# GOAL OF THE EXERCISE:
Set down the full listing exactly as given. Any pictures are to be left out.

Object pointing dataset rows
'''

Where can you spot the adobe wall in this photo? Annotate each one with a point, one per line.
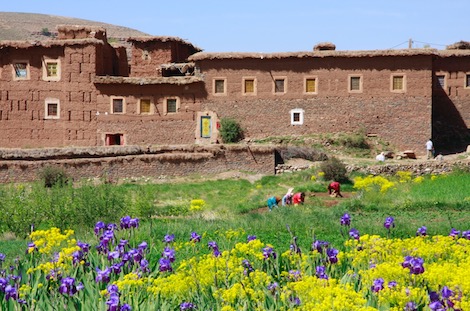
(451, 104)
(22, 103)
(401, 118)
(126, 162)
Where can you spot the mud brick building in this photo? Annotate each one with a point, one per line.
(79, 90)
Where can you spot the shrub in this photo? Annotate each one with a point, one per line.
(334, 169)
(230, 130)
(53, 176)
(302, 153)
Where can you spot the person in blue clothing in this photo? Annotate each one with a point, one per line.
(272, 202)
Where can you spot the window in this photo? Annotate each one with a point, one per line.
(249, 86)
(51, 70)
(21, 70)
(52, 108)
(219, 86)
(145, 106)
(398, 83)
(355, 84)
(441, 81)
(114, 139)
(311, 85)
(279, 86)
(172, 105)
(117, 105)
(297, 116)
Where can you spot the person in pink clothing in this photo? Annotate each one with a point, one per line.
(298, 198)
(334, 189)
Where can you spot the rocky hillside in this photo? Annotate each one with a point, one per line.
(30, 26)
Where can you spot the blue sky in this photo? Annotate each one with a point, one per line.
(276, 25)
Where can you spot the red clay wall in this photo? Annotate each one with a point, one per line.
(153, 163)
(22, 103)
(402, 118)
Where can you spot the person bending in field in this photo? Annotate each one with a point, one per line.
(298, 198)
(272, 202)
(334, 189)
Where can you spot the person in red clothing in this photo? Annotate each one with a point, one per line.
(334, 189)
(298, 198)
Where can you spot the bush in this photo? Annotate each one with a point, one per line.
(230, 130)
(302, 153)
(334, 169)
(53, 176)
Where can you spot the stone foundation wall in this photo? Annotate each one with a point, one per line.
(114, 163)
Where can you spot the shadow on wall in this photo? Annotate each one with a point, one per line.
(449, 131)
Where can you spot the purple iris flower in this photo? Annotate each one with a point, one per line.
(354, 233)
(84, 246)
(422, 231)
(113, 301)
(165, 265)
(112, 288)
(134, 223)
(389, 223)
(319, 246)
(446, 292)
(320, 272)
(273, 286)
(169, 238)
(437, 306)
(103, 275)
(345, 220)
(251, 238)
(195, 237)
(454, 233)
(3, 283)
(68, 286)
(31, 247)
(378, 285)
(248, 268)
(215, 248)
(99, 227)
(125, 222)
(332, 254)
(269, 252)
(117, 267)
(169, 253)
(187, 306)
(411, 306)
(11, 292)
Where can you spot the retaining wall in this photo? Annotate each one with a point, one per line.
(113, 163)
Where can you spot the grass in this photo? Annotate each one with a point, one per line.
(439, 203)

'''

# WRITTEN RESPONSE:
Where can you spot the adobe wall in this photo? Annotate each one with a point, one per line.
(451, 104)
(22, 103)
(401, 118)
(126, 162)
Where can you spot the mud brick building in this photo? Annotate each one with a point, one per line.
(79, 90)
Where can you spot the shrub in this photo? Annotate each one with a point, one per line.
(334, 169)
(230, 130)
(53, 176)
(302, 153)
Where can you spot the person in blue clothing in this photo? Annotate each one with a point, one per line.
(272, 202)
Where can you spot the window in this photo? Annotate each one with a point, one per line.
(249, 86)
(51, 70)
(21, 70)
(52, 108)
(219, 86)
(145, 106)
(398, 83)
(355, 84)
(441, 81)
(114, 139)
(311, 85)
(279, 86)
(172, 105)
(117, 105)
(297, 116)
Where can you spot the person in pink clothing in this photo? Annotate each one with a point, one per line.
(298, 198)
(334, 189)
Where can you spot the rocky hillside in this photo? Annotate each one with a point, one per line.
(30, 26)
Where can you spot the blue sky in this photo? Annotate each one with a point, one per line.
(276, 25)
Where can you spot the red clay wall in this photo? Annotate each one with a point, one per line.
(153, 163)
(22, 103)
(402, 118)
Where can you spot the person bending in field in this photo? Annotate each one with a point, one per line.
(298, 198)
(272, 202)
(334, 189)
Where can you spot the person in red clothing in this photo? Annotate each one with a point, one per line.
(334, 189)
(298, 198)
Where can you spot the bush in this photo? Annotate each one with a point, one per line.
(230, 130)
(302, 153)
(334, 169)
(53, 176)
Where can you spot the stone foundation wall in this photo? Annotate each one with a point, one per line.
(114, 163)
Where can you spot the shadow on wall in this photo? Annotate each one with a point, one per line.
(449, 131)
Where can you spot the purple iris flower in this photo? Annotate each one with a point, one per line.
(354, 233)
(84, 246)
(422, 231)
(113, 301)
(165, 265)
(112, 288)
(134, 223)
(389, 223)
(319, 246)
(446, 292)
(320, 272)
(273, 286)
(169, 238)
(437, 306)
(103, 275)
(345, 220)
(251, 238)
(195, 237)
(454, 233)
(3, 283)
(68, 286)
(31, 247)
(378, 285)
(248, 268)
(215, 248)
(99, 227)
(125, 222)
(332, 254)
(269, 252)
(117, 267)
(169, 253)
(187, 306)
(411, 306)
(11, 292)
Where can you spot the retaining wall in this photo? Annotate each one with a point, one per line.
(113, 163)
Where can you spot the grass in this photo? Annotate each one with a point, one per line.
(439, 203)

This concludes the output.